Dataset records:
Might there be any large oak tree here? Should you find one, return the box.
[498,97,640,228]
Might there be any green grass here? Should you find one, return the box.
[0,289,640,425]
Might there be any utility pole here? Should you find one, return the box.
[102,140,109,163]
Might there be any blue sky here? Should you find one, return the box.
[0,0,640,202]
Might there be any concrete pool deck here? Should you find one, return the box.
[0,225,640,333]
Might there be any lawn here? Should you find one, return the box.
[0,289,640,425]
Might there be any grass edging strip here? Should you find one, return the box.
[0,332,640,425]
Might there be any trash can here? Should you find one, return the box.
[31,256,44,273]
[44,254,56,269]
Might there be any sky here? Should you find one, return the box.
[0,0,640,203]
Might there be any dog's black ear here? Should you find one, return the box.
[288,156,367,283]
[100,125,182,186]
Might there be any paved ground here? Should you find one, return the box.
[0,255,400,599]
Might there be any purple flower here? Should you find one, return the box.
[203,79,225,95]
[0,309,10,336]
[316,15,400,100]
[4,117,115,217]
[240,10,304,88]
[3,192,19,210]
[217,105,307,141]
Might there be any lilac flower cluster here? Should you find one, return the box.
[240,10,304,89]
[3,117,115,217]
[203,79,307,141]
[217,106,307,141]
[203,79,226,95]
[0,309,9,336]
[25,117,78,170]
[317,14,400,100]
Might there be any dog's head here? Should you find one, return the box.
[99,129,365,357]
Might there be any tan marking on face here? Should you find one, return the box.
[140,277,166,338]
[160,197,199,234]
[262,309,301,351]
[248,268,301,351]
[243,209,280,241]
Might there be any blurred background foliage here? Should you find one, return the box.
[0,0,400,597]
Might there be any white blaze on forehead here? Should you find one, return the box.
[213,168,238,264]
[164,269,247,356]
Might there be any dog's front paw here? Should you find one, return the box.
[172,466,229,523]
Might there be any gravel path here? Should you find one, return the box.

Problem description: Copy every line of the listing above exactly, with nothing left out or changed.

Solution:
Might there be any large oak tree here? Should you find one, return the box.
[498,97,640,228]
Might there be any green grass here? Should you find one, return the box.
[0,289,640,425]
Might there be any utility pole here? Should you find one, return the box.
[102,140,109,163]
Might there be any blue sky here? Should you find one, return the box.
[0,0,640,202]
Might there be any concrete pool deck here? Should you find one, return the box.
[0,225,640,333]
Might there be any lawn here? Should you find one, return the box.
[0,289,640,425]
Might there be any grass edging strip here? Should you find one, return the box.
[0,332,640,425]
Might there be any trash can here? Should you find one, return the box.
[31,256,44,273]
[44,254,56,269]
Might there be any sky here? Should you find one, return the box.
[0,0,640,203]
Might there be any dog's black ear here? Should you find one, return the box.
[288,156,367,283]
[100,125,182,186]
Might there be any paved ground here? Should you find one, return the box.
[0,255,400,599]
Might there be any purple flower here? Should you find one, return the box.
[203,79,225,95]
[0,309,10,336]
[316,15,400,100]
[4,117,115,217]
[240,10,304,88]
[3,192,19,210]
[217,105,307,141]
Might there be any lilac flower cluster here? Should you find one, return the box.
[240,10,304,89]
[3,117,115,217]
[203,79,307,141]
[217,106,307,141]
[203,79,226,95]
[0,309,9,336]
[25,117,78,170]
[317,14,400,100]
Might there be any dog's head here? Should you find one, return the box.
[99,129,365,357]
Might there be any tan marking on face here? Should you find one, return the box.
[140,277,166,338]
[160,197,199,234]
[262,309,301,351]
[248,268,301,351]
[243,209,280,241]
Might there be any blurred background foliage here? Should you find one, return the box.
[0,0,400,597]
Might there be any white blaze on forehead here? Should you find one, return the box.
[213,168,238,264]
[164,269,247,356]
Might there be any dog's front paw here? Should you find one, return the box.
[172,466,229,523]
Might there be any gravel path here? Should you find one, return the box.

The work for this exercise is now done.